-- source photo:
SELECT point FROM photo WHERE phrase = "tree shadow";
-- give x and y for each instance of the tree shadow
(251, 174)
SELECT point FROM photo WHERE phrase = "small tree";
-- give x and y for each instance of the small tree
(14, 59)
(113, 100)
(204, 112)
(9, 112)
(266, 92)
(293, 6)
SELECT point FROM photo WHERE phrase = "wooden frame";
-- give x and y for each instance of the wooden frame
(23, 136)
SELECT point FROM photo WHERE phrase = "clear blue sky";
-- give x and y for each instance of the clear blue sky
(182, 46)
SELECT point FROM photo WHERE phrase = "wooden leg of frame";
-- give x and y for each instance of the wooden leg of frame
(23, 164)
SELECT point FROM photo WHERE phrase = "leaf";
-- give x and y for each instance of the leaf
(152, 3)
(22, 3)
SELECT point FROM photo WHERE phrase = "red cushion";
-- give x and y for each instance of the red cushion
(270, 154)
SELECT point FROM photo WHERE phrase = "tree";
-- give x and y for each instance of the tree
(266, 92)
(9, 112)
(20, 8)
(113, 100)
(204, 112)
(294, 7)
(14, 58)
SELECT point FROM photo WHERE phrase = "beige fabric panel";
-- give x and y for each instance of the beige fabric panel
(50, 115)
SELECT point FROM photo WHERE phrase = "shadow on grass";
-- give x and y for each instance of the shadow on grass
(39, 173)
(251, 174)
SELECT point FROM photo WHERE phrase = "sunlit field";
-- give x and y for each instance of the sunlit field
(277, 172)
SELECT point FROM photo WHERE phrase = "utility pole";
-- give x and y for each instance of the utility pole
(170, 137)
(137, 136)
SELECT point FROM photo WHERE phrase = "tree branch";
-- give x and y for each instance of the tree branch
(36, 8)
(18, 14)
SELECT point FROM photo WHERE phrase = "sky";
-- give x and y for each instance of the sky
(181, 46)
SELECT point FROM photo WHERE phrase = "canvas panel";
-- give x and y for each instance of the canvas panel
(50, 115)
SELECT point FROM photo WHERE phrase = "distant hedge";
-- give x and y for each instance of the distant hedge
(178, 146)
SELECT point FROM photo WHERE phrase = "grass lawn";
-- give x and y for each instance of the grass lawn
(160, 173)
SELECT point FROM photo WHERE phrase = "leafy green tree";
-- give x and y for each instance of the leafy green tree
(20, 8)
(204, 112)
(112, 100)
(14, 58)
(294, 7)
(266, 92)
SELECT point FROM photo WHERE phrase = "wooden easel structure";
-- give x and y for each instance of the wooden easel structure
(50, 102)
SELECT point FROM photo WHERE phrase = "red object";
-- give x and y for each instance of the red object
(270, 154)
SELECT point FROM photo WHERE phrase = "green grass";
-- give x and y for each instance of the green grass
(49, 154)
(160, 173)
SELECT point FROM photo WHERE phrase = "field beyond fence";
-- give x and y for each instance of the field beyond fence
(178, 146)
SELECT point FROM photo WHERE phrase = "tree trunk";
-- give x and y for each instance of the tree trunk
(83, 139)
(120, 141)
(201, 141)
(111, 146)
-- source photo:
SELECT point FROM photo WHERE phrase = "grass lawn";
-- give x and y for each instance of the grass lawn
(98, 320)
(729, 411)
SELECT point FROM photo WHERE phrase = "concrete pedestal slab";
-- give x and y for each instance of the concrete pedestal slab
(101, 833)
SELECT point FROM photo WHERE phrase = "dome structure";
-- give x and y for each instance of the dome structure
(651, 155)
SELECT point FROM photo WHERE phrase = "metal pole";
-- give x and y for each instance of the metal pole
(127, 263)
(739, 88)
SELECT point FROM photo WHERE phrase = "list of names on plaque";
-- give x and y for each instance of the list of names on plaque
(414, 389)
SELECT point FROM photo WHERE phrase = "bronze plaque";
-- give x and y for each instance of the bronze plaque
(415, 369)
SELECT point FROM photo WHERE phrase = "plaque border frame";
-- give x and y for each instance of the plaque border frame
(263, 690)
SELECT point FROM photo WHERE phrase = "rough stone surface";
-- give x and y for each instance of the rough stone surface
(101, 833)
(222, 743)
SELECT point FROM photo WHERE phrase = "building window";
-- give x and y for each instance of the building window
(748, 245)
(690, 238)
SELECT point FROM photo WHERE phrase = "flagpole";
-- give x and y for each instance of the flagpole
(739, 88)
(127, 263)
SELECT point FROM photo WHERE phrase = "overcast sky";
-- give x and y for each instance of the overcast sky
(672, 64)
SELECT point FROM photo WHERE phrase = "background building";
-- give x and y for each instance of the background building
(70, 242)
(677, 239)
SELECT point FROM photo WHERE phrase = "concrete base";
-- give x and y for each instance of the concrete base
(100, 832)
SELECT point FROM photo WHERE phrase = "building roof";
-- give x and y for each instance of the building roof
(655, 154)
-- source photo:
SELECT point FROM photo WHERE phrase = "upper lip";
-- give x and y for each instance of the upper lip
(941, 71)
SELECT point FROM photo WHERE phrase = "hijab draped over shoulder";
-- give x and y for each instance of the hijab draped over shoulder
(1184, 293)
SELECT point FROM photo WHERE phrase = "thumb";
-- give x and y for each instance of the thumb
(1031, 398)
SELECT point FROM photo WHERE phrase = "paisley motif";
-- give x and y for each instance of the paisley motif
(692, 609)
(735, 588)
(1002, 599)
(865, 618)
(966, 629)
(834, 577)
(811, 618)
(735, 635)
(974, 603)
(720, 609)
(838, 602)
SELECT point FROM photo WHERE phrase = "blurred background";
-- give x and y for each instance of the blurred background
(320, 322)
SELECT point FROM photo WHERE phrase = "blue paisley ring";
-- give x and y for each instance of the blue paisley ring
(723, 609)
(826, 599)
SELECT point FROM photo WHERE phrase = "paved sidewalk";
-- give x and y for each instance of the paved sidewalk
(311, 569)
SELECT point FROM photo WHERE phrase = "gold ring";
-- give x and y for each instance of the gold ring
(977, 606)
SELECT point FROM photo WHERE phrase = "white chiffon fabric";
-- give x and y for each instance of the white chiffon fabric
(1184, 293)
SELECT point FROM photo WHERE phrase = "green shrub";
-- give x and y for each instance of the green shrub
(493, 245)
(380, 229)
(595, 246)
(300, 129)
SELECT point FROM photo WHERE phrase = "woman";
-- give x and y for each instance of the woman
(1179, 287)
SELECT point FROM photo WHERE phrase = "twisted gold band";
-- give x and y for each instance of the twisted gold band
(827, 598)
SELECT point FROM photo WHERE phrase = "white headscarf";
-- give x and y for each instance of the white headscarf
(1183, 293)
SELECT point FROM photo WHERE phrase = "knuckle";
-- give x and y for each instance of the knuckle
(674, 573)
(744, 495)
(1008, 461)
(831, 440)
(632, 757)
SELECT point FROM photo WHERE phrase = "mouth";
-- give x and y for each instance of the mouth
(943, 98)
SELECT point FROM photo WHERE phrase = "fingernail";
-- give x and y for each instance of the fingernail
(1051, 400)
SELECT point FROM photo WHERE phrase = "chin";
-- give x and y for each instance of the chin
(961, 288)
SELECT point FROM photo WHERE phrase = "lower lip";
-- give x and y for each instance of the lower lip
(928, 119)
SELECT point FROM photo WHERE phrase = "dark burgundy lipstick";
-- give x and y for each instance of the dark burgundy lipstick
------------------------------------------------
_Work to complete:_ Give back the whole listing exactly as it reads.

_Answer to the task:_
-- source photo:
SELECT point FROM photo WHERE phrase = "tree shadow";
-- give x and y for each instance of the tree shadow
(251, 174)
SELECT point FROM photo WHERE phrase = "small tree";
-- give x and y for each instance of the small tree
(14, 59)
(113, 100)
(204, 112)
(9, 112)
(266, 92)
(293, 6)
SELECT point FROM photo WHERE phrase = "wooden frame";
-- give x and y for each instance of the wooden frame
(23, 136)
SELECT point FROM photo WHERE phrase = "clear blue sky";
-- give x and y for each instance of the clear blue sky
(182, 46)
SELECT point FROM photo WHERE phrase = "wooden leg of frame";
-- give x and y for each instance of the wooden leg of frame
(23, 164)
SELECT point FROM photo WHERE phrase = "leaf";
-- give x and y for each instance of the leaf
(152, 3)
(22, 3)
SELECT point FROM photo WHERE phrase = "red cushion";
-- give x and y for each instance of the red cushion
(270, 154)
SELECT point FROM photo WHERE phrase = "tree";
-- give x and y for each instance of the tree
(266, 92)
(9, 112)
(20, 8)
(113, 100)
(204, 112)
(294, 7)
(14, 58)
SELECT point FROM photo WHERE phrase = "beige fabric panel";
-- give x and y for each instance of the beige fabric panel
(50, 115)
SELECT point FROM photo WHERE phrase = "shadow on grass";
-- give x and y for each instance of the shadow on grass
(39, 173)
(251, 174)
SELECT point FROM photo WHERE phrase = "sunlit field";
-- give x and y for each instance of the sunlit field
(277, 172)
SELECT point FROM photo WHERE phrase = "utility pole";
-- give x and y for each instance of the utility pole
(170, 137)
(137, 136)
SELECT point FROM photo WHERE phrase = "tree branch";
-- give x and y for each instance of the tree branch
(36, 8)
(18, 14)
SELECT point FROM photo WHERE phrase = "sky";
-- give x and y for each instance of the sky
(181, 46)
SELECT point FROM photo WHERE phrase = "canvas panel";
-- give x and y for each instance of the canvas panel
(50, 115)
SELECT point FROM photo WHERE phrase = "distant hedge";
-- give x and y for each instance of the distant hedge
(178, 146)
SELECT point FROM photo WHERE phrase = "grass lawn";
-- give x and y for each instance of the grass lawn
(160, 173)
SELECT point FROM photo WHERE phrase = "leafy green tree";
-- give x and y for each instance of the leafy green tree
(20, 8)
(204, 112)
(112, 100)
(14, 58)
(294, 7)
(266, 92)
SELECT point FROM photo WHERE phrase = "wooden easel structure";
-- give x and y for each instance of the wooden easel structure
(50, 102)
SELECT point FROM photo WHERE phrase = "red object";
-- give x and y for each instance of the red object
(270, 154)
SELECT point FROM photo WHERE phrase = "green grass";
-- give x and y for each instance of the green grass
(49, 154)
(160, 173)
SELECT point FROM photo WHERE phrase = "field beyond fence";
-- give x and y for each instance of the field beyond fence
(178, 146)
SELECT point FROM photo WHERE phrase = "tree trunk";
-- give x and y for each instance of the tree trunk
(83, 139)
(120, 141)
(201, 141)
(111, 146)
-- source photo:
SELECT point FROM photo WHERE phrase = "grass lawn";
-- give x and y for each instance of the grass lawn
(98, 320)
(729, 411)
SELECT point FROM photo WHERE phrase = "concrete pedestal slab";
-- give x and y for each instance of the concrete pedestal slab
(101, 833)
SELECT point FROM photo WHERE phrase = "dome structure";
-- give x and y for each instance of the dome structure
(651, 155)
SELECT point FROM photo WHERE phrase = "metal pole";
-- give x and y for each instance of the metal pole
(127, 263)
(739, 88)
SELECT point FROM photo WHERE phrase = "list of names on plaque";
-- give x and y for each instance of the list of names on plaque
(414, 389)
SELECT point FROM photo WHERE phrase = "bronze plaque";
-- give x and y for each instance of the bronze plaque
(415, 369)
SELECT point FROM photo WHERE phrase = "plaque border frame";
-- give x and y for each instance of the plaque border frame
(263, 690)
SELECT point FROM photo WHERE phrase = "rough stone surface";
-- give x and y for each instance of the rough stone surface
(101, 833)
(222, 743)
SELECT point FROM photo WHERE phrase = "building window";
-- give x and y for each instance of the building window
(748, 245)
(690, 238)
SELECT point FROM photo WHERE phrase = "flagpole";
-- give x and y for each instance of the flagpole
(739, 88)
(127, 263)
SELECT point FROM photo WHERE phrase = "overcast sky";
-- give x and y for each instance of the overcast sky
(672, 64)
SELECT point FROM photo WHERE phrase = "background building";
-- give x and y for each instance of the background building
(70, 242)
(677, 239)
SELECT point FROM photo WHERE phrase = "concrete base";
-- give x and y for each instance of the concrete base
(100, 832)
SELECT point FROM photo WHERE phrase = "building roof";
-- give x and y for each instance of the building roof
(655, 154)
-- source photo:
SELECT point FROM photo WHERE phrase = "upper lip";
-- give x and y for each instance of the upper lip
(941, 71)
SELECT point FROM photo WHERE phrase = "hijab draped over shoulder";
-- give x and y for each instance of the hijab draped over shoulder
(1184, 293)
SELECT point FROM photo WHERE phrase = "thumb";
-- give x and y for each instance of the thumb
(1031, 398)
SELECT point FROM photo WHERE phrase = "paisley motif";
-- give x and y for each instance of the paisley motif
(692, 609)
(735, 588)
(1002, 599)
(865, 618)
(966, 629)
(834, 577)
(811, 618)
(735, 635)
(974, 603)
(720, 609)
(838, 602)
SELECT point FROM photo WHERE phrase = "blurred background";
-- give x and y for each instance of the blurred background
(320, 322)
SELECT point FROM photo WHERE phrase = "blue paisley ring";
-- give x and y for each instance of the blue paisley ring
(723, 609)
(826, 599)
SELECT point FROM photo WHERE phrase = "paved sidewalk";
-- give x and y for each instance of the paved sidewalk
(311, 569)
SELECT point FROM photo WHERE phrase = "gold ring";
-- give x and y for each instance of the gold ring
(977, 606)
SELECT point FROM photo WHERE phrase = "white chiffon fabric";
-- give x and y for each instance of the white chiffon fabric
(1184, 293)
SELECT point FROM photo WHERE phrase = "green shrub";
-- give x and y for each instance of the green shrub
(493, 245)
(380, 229)
(595, 246)
(300, 129)
SELECT point FROM photo WHERE phrase = "woman";
-- give x and y for each instance of the woman
(1179, 287)
SELECT point FROM photo WHERE phrase = "twisted gold band";
-- give x and y for each instance of the twisted gold band
(827, 598)
SELECT point FROM photo WHERE phrase = "white headscarf";
-- give x and y for each instance of the white headscarf
(1183, 293)
SELECT point FROM photo WHERE phrase = "knuckle";
-- give x and y for each instance of the knuckle
(674, 573)
(744, 495)
(1008, 461)
(831, 440)
(632, 757)
SELECT point FROM photo WHERE phrase = "mouth";
-- give x and y for each instance of the mouth
(943, 98)
SELECT point FROM photo WHERE phrase = "fingernail";
-- give x and y for each instance of the fingernail
(1051, 400)
SELECT point FROM photo WHERE phrase = "chin";
-- give x and y for each instance of the chin
(961, 288)
SELECT point FROM photo WHERE phrase = "lower lip";
-- give x and y for each instance of the lower lip
(928, 119)
SELECT point FROM photo WHERE phrase = "dark burgundy lipstick";
-- give x and y for each instance of the dark burgundy lipstick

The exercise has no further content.